TASK DETAILS
Whenever a line below holds the word "filming", count it; then give the total and nothing else.

>>>>

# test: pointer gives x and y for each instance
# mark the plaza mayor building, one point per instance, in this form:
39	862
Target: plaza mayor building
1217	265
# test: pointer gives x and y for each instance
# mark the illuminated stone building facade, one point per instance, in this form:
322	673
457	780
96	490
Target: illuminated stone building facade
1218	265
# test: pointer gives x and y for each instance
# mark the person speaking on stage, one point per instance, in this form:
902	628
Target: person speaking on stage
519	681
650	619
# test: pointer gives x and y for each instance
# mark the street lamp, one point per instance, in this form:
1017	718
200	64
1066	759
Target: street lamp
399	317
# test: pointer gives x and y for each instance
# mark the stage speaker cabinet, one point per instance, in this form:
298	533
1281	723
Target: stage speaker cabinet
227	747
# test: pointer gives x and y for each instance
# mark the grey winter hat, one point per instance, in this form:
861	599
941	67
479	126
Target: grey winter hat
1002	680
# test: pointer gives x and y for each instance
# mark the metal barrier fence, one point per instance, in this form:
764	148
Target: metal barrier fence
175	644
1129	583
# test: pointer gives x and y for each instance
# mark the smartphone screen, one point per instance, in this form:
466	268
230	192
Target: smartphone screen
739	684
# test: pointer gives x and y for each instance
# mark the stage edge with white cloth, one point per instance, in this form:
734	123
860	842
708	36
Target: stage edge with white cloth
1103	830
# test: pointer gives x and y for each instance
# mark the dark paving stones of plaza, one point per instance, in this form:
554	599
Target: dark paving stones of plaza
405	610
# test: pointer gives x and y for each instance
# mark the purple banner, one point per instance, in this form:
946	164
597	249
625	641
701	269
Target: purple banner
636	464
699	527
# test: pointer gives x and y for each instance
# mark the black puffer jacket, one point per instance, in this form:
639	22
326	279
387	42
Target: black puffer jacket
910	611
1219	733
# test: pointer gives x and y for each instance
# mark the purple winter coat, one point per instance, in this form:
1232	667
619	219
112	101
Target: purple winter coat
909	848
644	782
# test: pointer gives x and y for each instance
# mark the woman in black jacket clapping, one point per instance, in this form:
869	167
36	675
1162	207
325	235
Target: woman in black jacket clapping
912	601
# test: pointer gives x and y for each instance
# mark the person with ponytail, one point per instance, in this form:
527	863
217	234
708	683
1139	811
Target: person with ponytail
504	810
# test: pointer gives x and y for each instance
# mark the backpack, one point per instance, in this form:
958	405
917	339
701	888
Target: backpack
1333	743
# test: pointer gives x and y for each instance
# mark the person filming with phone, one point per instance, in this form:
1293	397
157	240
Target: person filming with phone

<<<<

THE ANSWER
2